→ Extracted entries
^^^^^^^^

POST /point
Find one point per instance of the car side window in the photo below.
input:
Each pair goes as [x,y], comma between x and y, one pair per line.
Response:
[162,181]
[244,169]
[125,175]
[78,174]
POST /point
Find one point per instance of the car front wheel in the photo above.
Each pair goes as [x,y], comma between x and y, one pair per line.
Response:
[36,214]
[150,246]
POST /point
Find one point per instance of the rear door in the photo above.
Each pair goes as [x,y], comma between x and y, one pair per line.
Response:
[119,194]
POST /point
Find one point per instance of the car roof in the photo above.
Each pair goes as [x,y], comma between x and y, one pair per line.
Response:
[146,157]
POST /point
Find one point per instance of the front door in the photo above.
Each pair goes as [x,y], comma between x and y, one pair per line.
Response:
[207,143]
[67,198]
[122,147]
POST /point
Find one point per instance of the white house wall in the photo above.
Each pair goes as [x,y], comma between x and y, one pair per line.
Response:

^^^^^^^^

→ Aim
All of the entries must be written out exactly as they stand.

→ Answer
POST /point
Find one point per instance of the car side window in the photo below.
input:
Each pair goes as [x,y], comma between x and y, one pair per line.
Response:
[162,181]
[244,169]
[125,175]
[78,174]
POST /point
Find one point per instance of the car front wheel in the photo above.
Each pair goes as [x,y], comma between x and y, one pair per line.
Response:
[36,214]
[150,246]
POST /point
Find one point per instance of the rear door in the photo above.
Each pair goes as [x,y], comma between x and y, one pair per line.
Response:
[119,194]
POST /point
Find one point per instance of the car roof in the photo above.
Each pair goes as [x,y], comma between x and y, one pair per line.
Response:
[146,157]
POST /point
Find one point per instance of the front door in the photo above.
Each pair goes as [x,y], comma between x and y, one pair per line.
Response:
[207,143]
[67,198]
[122,147]
POST /point
Find one point per instance of the white house wall in the photo above.
Each pair goes as [x,y], comma between x and y, one pair per line.
Response:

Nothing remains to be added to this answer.